### Provided text
▼▼▼

July 19, 2018 by Lauren 6 Comments

“For I am confident of this very thing, that He who began a good work in you will perfect it until the day of Christ Jesus.”  Philippians 1:6 NASB

Photo by Aaron Burden on Unsplash

 

I promised I wouldn’t write about my daughter’s graduation any more.  I’ve babbled on about it ad nauseam here, here, and here if you need a Shelby fix.  I must bring it up again, though.  Please forgive me.  Not just for writing about it AGAIN, but for what I am about to confess.

 

My daughter received some lovely graduation gifts.  Some Mickey Mouse items (her obsession), some movie tickets (she LOVES to go to the show – if she gets popcorn or candy), some gift cards (her wardrobe is getting a refresh), and some cash – which we are putting aside to help get her to Disneyland soon (I mentioned the Mickey Mouse obsession, right?).  We were blown away by the generosity of friends and family who wanted to celebrate her.  But I made a boo-boo.  I may have mentioned – or again babbled on ad nauseam – in the aforementioned posts about my stress levels at the end of May.  Chandler’s med school graduation, Allie’s athletic and choir events, Shelby’s graduation and party and throwing a party for my in-law’s anniversary had me frazzled to say the least.  All of Shelby’s wonderful gifts got pushed to a corner together with the cards until I had time to breath.  Then I went through each bag and card to carefully record the contents and the name of the sweet giver.  As soon as I could, I set about the task of writing “thank yous”.  Until I ran out of cards.  So I ordered some on Amazon to help complete my list.

▲▲▲

### What you will do
- a) Print the graduation gifts post from "Photo by Aaron" to "about to confess.".
- b) In the graduation gifts post, what is the daughter's obsession?
- c) Continue the graduation gifts post from where it stops.

### Provided data
▼▼▼

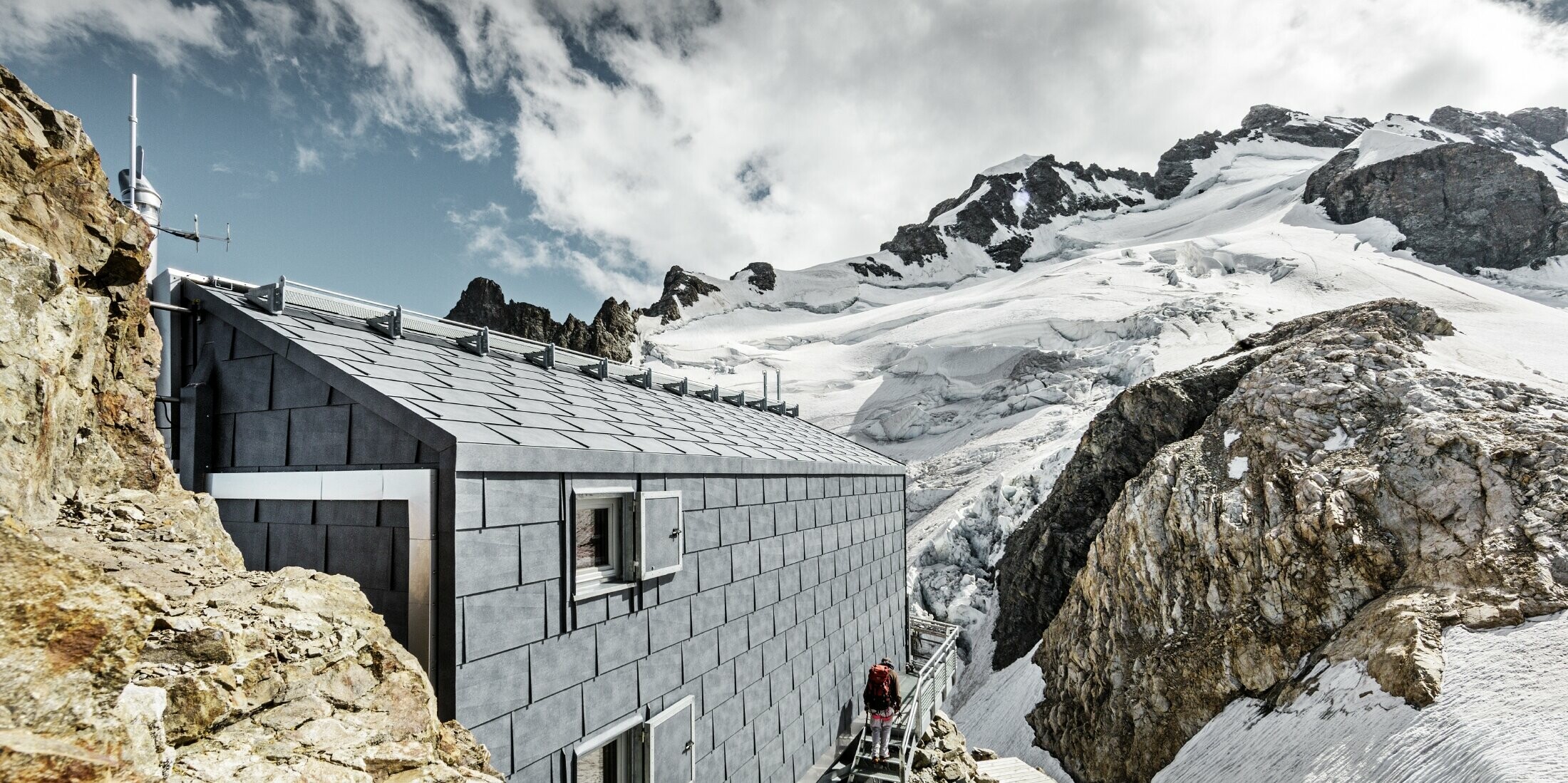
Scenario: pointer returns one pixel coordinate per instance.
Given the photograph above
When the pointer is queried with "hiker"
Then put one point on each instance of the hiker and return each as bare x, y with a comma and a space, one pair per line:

▲▲▲

### The answers
- a)
Photo by Aaron Burden on Unsplash

 

I promised I wouldn’t write about my daughter’s graduation any more.  I’ve babbled on about it ad nauseam here, here, and here if you need a Shelby fix.  I must bring it up again, though.  Please forgive me.  Not just for writing about it AGAIN, but for what I am about to confess.

- b) Mickey Mouse.

- c)
 

The cards came 2 days later, ’cause PRIME.  Not bragging, just saying.  And I trotted to retrieve my carefully curated list.  But where is it?  Not where I thought I left it.  Not in the trash or recycling.  Yes, I looked.  Not in 25 other common-sensical places it could have migrated to!  I looked the proverbial high and low to no avail.  Now here is the catch.  I can remember most of the gifts and who gave them.  What I can’t remember is who I sent a card to already and who I still lack.   I could blame stress, or the fact that I am getting older as evidenced by the new pair of dollar store readers I now own.  But the bottom line is that I can’t remember – where I put the list or what still remained to be checked off.

 

If you gifted my daughter and haven’t received a response, please forgive me.  And please know how much I, and she, appreciate the Mickey Mouse throw, hooded bath towel, pillow, toy, clothes, money and tickets.  Your kindness did not go unnoticed and will not soon be forgotten.

 

The Bible verse at the top of this post brings me a lot of hope.  At my age, my memory may not improve, but it is reassuring that God’s not through with me.  He is molding me and shaping me and changing me to conform to His image.  And He will as long as I have breath.  That’s His promise.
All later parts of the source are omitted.